Excerpt to read:
......

Assessment by National Treasury

According to the National Treasury’s assessment, economic growth in the Metro is the basis for all strategic planning around which the administrative processes can amalgamate. The IDP, BEPP, Spatial Development Framework (SDF) and the budget are aligned. The strategic planning and coordination of the IDP and Budget process is politically led; and all Directorates and relevant Portfolio Councilors are responsible for strategic planning. Table 2 above, further provides the areas that the Metro is doing well on, and those that still need to be addressed.

3.2City of Cape Town

Socio economic context

In 2017, Cape Town’s GDP stood at R445 billion and contributed 10 per cent to the national GDP. In the same year, GDP per capita was R106 839 in current rand terms, which was marginally higher than that of the Western Cape Province. The City’s top three economic sectors are finance, community services and trade. 

The City of Cape Town has reported that its population is over 4.25 million and it would reach over 4.5 million by 2021. The challenge is that its ageing population might have significant implications on the economy.

......

Extracted data:
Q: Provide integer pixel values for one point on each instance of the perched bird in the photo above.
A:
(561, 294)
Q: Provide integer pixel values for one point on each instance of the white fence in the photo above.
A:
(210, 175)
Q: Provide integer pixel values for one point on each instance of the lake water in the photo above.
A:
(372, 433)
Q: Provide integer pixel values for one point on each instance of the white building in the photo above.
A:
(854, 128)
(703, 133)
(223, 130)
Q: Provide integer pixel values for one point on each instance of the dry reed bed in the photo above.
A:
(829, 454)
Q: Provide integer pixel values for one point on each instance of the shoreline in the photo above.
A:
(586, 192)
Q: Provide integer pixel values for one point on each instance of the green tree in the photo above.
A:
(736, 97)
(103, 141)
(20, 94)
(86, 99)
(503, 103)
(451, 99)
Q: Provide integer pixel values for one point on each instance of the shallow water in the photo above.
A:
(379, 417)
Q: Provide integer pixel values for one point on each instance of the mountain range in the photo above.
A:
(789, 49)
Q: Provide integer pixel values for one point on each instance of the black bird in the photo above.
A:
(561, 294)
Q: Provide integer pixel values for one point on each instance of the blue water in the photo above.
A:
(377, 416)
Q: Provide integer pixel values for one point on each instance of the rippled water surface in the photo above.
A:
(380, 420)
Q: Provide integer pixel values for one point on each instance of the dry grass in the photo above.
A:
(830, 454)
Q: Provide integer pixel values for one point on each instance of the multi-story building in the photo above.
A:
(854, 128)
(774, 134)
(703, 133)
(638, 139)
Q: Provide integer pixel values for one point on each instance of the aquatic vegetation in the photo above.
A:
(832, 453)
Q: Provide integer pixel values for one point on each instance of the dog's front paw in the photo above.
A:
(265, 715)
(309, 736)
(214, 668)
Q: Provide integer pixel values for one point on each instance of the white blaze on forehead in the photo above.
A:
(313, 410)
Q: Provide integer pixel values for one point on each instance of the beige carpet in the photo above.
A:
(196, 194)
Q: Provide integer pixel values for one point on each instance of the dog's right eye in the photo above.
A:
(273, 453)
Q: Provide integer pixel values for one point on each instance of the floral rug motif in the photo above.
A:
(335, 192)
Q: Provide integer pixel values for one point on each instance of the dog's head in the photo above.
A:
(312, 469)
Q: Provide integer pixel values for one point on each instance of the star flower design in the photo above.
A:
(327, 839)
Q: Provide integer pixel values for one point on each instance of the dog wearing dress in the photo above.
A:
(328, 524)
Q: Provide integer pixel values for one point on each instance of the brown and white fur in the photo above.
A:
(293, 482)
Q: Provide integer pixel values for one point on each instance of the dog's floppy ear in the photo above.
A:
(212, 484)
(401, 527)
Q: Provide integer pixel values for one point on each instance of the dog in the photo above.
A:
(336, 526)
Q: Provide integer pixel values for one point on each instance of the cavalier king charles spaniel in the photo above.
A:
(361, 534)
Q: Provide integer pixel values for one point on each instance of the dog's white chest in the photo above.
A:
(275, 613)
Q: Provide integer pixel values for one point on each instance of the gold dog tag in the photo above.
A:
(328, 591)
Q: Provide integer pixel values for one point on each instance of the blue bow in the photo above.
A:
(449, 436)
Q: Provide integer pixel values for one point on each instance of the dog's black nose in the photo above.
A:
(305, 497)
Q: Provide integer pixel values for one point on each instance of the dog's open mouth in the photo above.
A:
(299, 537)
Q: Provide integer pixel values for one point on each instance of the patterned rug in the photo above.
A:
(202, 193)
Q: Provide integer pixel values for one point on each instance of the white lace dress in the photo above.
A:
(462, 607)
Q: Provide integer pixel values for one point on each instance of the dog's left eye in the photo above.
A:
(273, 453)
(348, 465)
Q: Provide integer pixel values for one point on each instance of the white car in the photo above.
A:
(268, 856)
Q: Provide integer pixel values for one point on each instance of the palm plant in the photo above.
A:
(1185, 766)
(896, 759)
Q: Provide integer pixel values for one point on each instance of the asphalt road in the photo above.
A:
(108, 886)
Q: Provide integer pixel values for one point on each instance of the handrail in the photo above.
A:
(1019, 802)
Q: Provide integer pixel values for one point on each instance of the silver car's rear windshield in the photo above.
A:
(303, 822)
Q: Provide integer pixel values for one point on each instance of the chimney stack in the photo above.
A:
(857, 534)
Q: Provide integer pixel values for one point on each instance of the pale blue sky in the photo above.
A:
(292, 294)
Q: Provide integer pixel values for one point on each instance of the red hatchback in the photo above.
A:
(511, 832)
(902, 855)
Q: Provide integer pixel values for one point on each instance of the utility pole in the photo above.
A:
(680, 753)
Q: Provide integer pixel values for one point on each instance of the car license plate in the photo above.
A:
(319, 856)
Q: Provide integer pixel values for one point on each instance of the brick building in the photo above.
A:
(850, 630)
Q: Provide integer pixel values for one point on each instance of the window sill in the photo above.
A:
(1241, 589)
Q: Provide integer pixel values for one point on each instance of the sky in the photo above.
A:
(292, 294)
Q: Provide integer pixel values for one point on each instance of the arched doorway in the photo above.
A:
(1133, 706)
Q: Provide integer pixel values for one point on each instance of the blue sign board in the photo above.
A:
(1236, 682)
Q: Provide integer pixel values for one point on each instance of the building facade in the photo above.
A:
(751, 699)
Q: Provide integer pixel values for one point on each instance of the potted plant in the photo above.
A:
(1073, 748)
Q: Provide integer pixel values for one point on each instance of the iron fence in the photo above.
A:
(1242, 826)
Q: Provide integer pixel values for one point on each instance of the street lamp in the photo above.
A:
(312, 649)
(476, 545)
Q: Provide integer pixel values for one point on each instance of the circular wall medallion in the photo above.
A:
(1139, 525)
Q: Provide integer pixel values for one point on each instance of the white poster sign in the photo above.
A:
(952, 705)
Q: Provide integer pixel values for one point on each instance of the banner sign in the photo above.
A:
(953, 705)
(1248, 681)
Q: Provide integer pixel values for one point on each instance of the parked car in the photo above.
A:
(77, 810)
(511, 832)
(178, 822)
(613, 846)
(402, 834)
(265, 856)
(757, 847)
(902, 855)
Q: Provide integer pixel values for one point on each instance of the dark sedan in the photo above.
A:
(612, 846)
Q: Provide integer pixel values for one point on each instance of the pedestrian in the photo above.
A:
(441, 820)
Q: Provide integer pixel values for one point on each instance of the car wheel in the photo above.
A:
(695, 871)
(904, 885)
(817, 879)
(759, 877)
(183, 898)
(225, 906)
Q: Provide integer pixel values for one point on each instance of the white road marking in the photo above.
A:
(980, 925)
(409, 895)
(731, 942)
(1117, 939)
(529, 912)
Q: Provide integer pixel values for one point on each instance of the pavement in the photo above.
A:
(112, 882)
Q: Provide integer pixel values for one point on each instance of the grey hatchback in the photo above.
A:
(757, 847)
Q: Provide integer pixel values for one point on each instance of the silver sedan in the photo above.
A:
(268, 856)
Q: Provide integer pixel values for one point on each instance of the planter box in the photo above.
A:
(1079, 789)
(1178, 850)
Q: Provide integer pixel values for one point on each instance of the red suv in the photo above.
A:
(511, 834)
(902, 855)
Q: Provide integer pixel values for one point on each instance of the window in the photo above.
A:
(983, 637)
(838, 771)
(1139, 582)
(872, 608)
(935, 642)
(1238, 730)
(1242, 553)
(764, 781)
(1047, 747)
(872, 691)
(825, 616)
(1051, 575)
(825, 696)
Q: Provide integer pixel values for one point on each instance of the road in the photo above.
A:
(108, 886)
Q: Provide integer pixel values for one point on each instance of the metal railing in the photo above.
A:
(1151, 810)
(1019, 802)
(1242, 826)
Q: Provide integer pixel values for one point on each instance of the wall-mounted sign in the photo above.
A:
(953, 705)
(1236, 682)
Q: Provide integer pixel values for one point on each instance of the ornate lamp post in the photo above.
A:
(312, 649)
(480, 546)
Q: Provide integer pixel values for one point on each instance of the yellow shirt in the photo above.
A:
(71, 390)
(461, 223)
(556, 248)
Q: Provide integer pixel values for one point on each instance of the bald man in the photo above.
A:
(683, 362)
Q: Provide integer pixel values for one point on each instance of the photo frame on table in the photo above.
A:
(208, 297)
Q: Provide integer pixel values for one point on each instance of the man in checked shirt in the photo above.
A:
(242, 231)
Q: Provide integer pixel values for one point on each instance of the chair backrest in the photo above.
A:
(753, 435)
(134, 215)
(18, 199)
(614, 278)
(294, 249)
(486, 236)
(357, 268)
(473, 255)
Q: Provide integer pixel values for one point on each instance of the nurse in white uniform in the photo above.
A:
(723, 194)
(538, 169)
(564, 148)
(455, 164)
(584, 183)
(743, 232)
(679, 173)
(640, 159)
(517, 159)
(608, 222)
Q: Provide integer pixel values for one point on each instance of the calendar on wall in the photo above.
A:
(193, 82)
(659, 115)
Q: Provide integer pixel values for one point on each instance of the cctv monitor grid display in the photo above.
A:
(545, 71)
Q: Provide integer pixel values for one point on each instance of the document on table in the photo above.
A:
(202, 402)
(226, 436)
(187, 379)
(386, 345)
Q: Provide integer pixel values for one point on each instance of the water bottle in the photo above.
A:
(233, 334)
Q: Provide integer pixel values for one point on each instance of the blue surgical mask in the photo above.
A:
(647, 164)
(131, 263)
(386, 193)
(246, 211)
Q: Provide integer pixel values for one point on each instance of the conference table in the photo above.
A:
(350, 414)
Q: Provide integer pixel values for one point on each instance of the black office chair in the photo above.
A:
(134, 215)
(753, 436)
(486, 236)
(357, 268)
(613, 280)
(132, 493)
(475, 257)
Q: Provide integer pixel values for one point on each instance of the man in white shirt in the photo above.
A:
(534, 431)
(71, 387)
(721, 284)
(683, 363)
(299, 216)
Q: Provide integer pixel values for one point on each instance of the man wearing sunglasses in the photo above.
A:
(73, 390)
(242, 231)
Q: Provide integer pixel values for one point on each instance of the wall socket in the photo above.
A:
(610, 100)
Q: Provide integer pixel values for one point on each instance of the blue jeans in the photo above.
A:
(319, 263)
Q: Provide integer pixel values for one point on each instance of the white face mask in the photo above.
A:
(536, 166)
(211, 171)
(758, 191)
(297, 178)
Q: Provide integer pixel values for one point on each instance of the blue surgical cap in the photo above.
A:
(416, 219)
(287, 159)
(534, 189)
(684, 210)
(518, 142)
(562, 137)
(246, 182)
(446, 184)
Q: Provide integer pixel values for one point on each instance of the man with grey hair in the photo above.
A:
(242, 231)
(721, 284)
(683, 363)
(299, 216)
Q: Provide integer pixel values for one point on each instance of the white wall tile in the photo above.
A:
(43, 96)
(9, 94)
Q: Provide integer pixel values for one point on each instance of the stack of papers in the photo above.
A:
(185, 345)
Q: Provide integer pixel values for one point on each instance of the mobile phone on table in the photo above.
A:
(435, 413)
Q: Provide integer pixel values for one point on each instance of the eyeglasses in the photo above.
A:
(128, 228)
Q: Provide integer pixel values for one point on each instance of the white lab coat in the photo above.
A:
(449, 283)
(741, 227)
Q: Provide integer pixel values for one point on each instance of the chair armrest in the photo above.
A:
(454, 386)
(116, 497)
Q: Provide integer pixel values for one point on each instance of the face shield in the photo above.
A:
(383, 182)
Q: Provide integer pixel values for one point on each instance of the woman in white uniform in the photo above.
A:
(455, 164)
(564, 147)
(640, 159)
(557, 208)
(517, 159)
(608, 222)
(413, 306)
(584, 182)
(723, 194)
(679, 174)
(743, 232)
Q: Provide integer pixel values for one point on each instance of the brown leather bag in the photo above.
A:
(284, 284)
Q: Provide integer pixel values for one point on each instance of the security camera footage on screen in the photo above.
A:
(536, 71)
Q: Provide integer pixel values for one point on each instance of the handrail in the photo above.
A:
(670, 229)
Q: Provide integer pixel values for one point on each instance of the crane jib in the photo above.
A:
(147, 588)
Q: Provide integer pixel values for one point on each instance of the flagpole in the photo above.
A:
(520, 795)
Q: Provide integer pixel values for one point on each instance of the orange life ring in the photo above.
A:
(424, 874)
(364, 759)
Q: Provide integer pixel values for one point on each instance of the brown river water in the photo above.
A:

......

Work task 1: Please output the part of the excerpt on metro economies between "In 2017, Cape" and "on the economy.", inclusive, copying it word for word.
Work task 2: According to the excerpt on metro economies, what challenge does Cape Town's population present? Answer in one to three sentences.

Response area 1:
In 2017, Cape Town’s GDP stood at R445 billion and contributed 10 per cent to the national GDP. In the same year, GDP per capita was R106 839 in current rand terms, which was marginally higher than that of the Western Cape Province. The City’s top three economic sectors are finance, community services and trade. 

The City of Cape Town has reported that its population is over 4.25 million and it would reach over 4.5 million by 2021. The challenge is that its ageing population might have significant implications on the economy.

Response area 2: Cape Town's population is over 4.25 million and is expected to exceed 4.5 million by 2021. The challenge is that this population is ageing, which might have significant implications on the economy.